# if the geese flare?



## sod44 (Sep 30, 2008)

if the geese flare? what are some of the possabilities be that i am doing rong? set the decoys up rong? bad calling? and i know that they didnt see us bcuz we were hidden very well. but i also do realize that these geese have been kinda shot at alot around the area so they could just be a little nervous but some tips would be nice.


----------



## hunt4P&amp;Y (Sep 23, 2004)

It could be any one or mixture of the above! It is hard to say exactly what flared them!


----------



## T Shot (Oct 4, 2002)

One thing is sure, don't do the same thing all day. If birds are flaring at a certain point, walk out to that area and take a look at the spread. If something obvious stands out, change it. If they are flaring off your calling, switch it up or (GASP) don't call at all and see what happens. Sometimes less is more. Also, there is a big difference between being hidden from ground level and being hidden from in an elevated position. You may think you are invisible from the ground, but you may stick out like a sore thumb from a goose point of view. If you are using layout blinds, be mindful of the shadows they cast. Really, the possibilities are endless.


----------



## T Shot (Oct 4, 2002)

hunt4P&Y said:


> It could be any one or mixture of the above! It is hard to say exactly what flared them!


Very insightful Waffle! :lol: 8) :wink:


----------



## hunt4P&amp;Y (Sep 23, 2004)

T Shot said:


> hunt4P&Y said:
> 
> 
> > It could be any one or mixture of the above! It is hard to say exactly what flared them!
> ...


What can I say! If I knew why they were flaring I would be a millionaire!


----------



## Chaws (Oct 12, 2007)

Another thing, check your buddies in their blinds... there's always someone that is jacked up that particular day and wanting to pull the trigger so their face is sticking out without having the Foiles treatment.


----------



## T Shot (Oct 4, 2002)

Glasses shining in the morning sun don't help either.


----------



## averyghg (Oct 16, 2006)

Bluebird skies and cool mornings=frost. Sun rises and melts frost turning it to water. Water makes decoys shine ridiculously bad.

▸ STORED RECORDS:
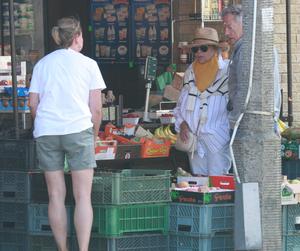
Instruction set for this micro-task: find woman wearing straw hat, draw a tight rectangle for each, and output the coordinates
[174,27,231,176]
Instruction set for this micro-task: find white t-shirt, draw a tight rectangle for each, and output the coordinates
[29,48,106,138]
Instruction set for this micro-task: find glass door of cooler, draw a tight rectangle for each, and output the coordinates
[0,0,44,132]
[0,0,44,86]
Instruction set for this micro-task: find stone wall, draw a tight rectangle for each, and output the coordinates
[273,0,300,126]
[173,0,300,126]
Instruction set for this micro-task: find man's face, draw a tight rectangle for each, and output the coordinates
[223,14,243,45]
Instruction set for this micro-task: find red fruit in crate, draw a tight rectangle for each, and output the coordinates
[0,80,8,85]
[2,100,8,107]
[19,101,25,107]
[285,150,293,158]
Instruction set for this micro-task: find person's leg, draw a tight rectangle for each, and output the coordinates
[36,136,68,251]
[45,170,68,251]
[207,145,231,176]
[62,128,96,251]
[72,169,94,251]
[188,151,208,176]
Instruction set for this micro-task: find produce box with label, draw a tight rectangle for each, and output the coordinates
[171,189,234,205]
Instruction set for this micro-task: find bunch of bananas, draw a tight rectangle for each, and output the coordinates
[154,125,177,144]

▸ WHAT YOU NEED TO DO:
(1) List every distinct username that appears as a post author in the thread.
(2) From the thread, copy the passage starting at "## averyghg (Oct" and ending at "shine ridiculously bad.", renaming "decoys" to "fakes".
The records stand apart from the thread.

▸ SOLUTIONS FOR EACH TASK:
(1)
sod44
hunt4P&Y
T Shot
Chaws
averyghg

(2)
## averyghg (Oct 16, 2006)

Bluebird skies and cool mornings=frost. Sun rises and melts frost turning it to water. Water makes fakes shine ridiculously bad.